Begin Document
The year was 1860, and the United States of America declared war on it's Southern states, and it was a war was as painful emotionally as it was physically.
Wars are always painful, but civil wars are even more so, since you are fighting men similar to yourself. Men who speak your language. Men who celebrate your celebrations. The land you call home may be the same land your "enemy" calls home as well. You couldn't just block out the fact that these men were people you may know, may even be related to.
It was not uncommon, for example, for men in the American Civil War to have friends in the opposing army. Friends they may have known for life. It made killing them that much harder - not that killing is ever easy in the first place. In one case, an army officer fighting for the Union (the United States federal army) had three brothers fighting for the Confederacy (the rebels).
Makes me wonder how it was when those brothers reunited after the war. Must have been pretty awkward...
There is a soldier's saying:
"A soldier's life consists of long periods of boredom punctuated by moments of sheer terror".
End Document
Begin Information supplied
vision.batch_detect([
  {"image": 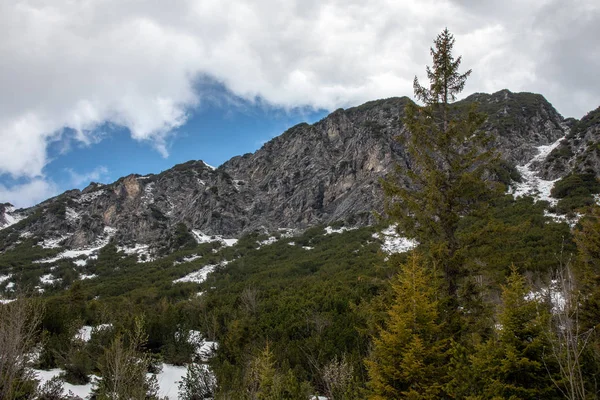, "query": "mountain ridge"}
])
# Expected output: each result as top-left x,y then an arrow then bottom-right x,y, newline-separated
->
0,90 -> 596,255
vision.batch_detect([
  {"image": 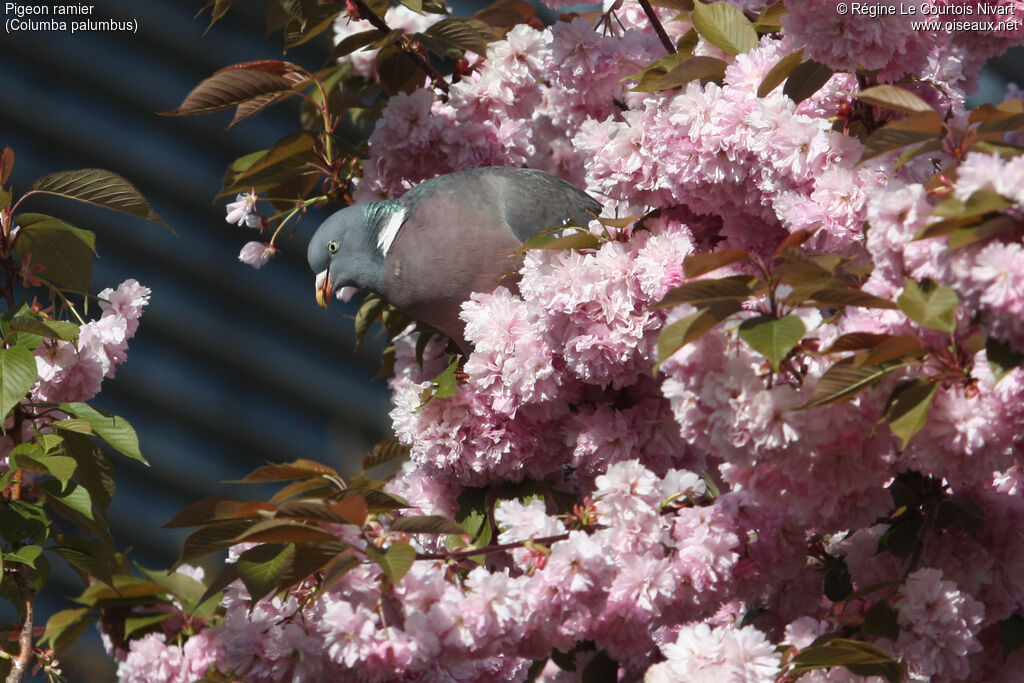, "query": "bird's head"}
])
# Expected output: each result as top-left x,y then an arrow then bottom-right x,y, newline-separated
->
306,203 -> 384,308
End Information supplied
Begin Information supplied
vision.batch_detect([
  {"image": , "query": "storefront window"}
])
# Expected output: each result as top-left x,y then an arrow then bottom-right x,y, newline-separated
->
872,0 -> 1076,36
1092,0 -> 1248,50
End Information supplied
Could you write out the Civil War passage again, starting at "It was not uncommon, for" and ending at "Confederacy (the rebels).", substituting "Confederate States" for "Confederacy"? The material has no connection to the Civil War passage.

Answer to the problem -
It was not uncommon, for example, for men in the American Civil War to have friends in the opposing army. Friends they may have known for life. It made killing them that much harder - not that killing is ever easy in the first place. In one case, an army officer fighting for the Union (the United States federal army) had three brothers fighting for the Confederate States (the rebels).